Views relationships with multi-valued entity reference fields invalidate Distinct query option

Created on 19 August 2018, over 6 years ago
Updated 11 September 2024, 2 months ago

When creating a view with a relationship to an entity reference field (to join the referred-to entity in the query), duplicates will be produced if the entity reference field is multi-valued (i.e. cardinality > 1). Users assume that checking the box at Advanced -> Query settings -> Distinct will solve this problem, but it doesn't.

This is because from a database perspective, the records actually aren't duplicates. Each different entity reference in the multi-valued field will produce a different row as the target IDs are different, even though this isn't necessarily reflected in the view itself if not all fields are included. Said another way, the view results may look the same on the front-end, even though they're not on the back-end.

It should be noted that this affects all entity types, whether it be taxonomy terms, nodes, paragraphs, custom entities, etc. There are several duplicates of this issue in various other queues that should be marked as such, with all efforts directed here.

Proposed solution

If the Distinct box is checked in the view configuration, after the query has executed, remove results whose entity IDs are already in the list.

Remaining tasks

  1. Add support for pagers (as per #12).
  2. Add support for aggregation (as per the D7 version of Views Distinct โ†’ ).
  3. Add tests.

Original report

If you have a content type with a multivalue taxonomy term field and add a relationship based on that field in a view (in my case I want to use the term name as an argument) the resulting views result has duplicates if one or more of the nodes has multiple terms in that field.
◇ ◇ ◇ ◇ ◇
• [Directions for this task]: Reproduce the portion of the issue report on duplicate Views results between "If the Distinct" and "Distinct โ†’ ).", inclusive. Rely only on the issue report about duplicate Views results.
◇ ◇ ◇ ◇ ◇
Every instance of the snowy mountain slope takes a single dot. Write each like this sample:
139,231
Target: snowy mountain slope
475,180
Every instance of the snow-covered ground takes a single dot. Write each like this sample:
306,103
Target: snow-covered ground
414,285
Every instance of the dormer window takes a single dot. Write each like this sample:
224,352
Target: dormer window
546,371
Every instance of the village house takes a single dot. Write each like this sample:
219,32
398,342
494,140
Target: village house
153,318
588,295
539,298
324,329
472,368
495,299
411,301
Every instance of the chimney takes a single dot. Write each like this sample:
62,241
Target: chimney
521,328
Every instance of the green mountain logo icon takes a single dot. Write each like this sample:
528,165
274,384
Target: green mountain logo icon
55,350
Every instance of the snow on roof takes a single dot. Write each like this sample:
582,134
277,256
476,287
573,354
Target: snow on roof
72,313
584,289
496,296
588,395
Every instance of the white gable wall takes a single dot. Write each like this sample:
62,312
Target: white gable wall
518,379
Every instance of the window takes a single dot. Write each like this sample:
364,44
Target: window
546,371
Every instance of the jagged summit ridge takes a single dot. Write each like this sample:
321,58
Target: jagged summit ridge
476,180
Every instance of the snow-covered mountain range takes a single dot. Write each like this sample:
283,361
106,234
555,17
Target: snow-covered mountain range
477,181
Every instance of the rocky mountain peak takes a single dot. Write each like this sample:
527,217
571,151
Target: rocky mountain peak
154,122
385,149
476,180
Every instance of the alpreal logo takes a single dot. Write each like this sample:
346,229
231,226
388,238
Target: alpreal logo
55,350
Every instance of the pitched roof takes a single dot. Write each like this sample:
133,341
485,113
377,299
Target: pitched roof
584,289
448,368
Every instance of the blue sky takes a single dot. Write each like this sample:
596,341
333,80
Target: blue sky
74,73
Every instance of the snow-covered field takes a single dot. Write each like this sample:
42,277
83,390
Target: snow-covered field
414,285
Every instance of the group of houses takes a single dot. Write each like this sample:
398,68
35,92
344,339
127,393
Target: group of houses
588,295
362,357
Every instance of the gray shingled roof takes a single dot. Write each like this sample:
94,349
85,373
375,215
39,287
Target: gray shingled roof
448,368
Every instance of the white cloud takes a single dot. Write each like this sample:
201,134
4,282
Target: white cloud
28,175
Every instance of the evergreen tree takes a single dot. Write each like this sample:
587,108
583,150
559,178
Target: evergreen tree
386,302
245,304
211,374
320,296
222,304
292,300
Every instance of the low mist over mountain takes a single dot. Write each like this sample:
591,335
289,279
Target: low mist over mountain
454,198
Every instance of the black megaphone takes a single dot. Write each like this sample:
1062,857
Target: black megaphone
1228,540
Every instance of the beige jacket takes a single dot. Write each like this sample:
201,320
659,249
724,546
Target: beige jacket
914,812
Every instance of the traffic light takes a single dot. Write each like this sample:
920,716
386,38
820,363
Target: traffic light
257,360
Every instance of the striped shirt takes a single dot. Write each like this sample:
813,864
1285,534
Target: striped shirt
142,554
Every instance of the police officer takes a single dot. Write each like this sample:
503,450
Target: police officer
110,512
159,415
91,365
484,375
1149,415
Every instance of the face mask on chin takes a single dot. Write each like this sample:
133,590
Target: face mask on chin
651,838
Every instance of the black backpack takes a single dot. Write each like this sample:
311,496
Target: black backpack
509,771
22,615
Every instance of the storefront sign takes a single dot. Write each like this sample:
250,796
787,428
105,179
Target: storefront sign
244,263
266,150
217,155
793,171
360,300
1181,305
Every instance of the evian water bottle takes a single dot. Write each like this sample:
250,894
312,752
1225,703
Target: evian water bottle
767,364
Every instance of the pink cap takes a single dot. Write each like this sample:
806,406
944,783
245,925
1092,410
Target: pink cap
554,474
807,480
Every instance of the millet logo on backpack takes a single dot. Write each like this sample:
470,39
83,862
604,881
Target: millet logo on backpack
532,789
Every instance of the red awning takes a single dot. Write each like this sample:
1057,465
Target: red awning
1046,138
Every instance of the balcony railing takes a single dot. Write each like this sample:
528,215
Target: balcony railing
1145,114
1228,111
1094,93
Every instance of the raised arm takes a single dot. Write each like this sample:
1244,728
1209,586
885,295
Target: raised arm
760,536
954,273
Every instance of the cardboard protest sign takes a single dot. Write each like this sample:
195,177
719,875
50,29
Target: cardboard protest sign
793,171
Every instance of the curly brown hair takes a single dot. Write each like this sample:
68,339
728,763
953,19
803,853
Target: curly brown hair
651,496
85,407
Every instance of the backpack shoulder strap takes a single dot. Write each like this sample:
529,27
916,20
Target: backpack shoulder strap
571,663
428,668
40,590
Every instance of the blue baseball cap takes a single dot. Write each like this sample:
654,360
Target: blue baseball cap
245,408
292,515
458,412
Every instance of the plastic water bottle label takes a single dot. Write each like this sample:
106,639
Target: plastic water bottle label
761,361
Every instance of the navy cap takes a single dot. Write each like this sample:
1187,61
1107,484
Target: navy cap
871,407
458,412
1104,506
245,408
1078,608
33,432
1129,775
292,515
◇ ◇ ◇ ◇ ◇
• [Solution to the exercise]:
If the Distinct box is checked in the view configuration, after the query has executed, remove results whose entity IDs are already in the list.

Remaining tasks

  1. Add support for pagers (as per #12).
  2. Add support for aggregation (as per the D7 version of Views Distinct โ†’ ).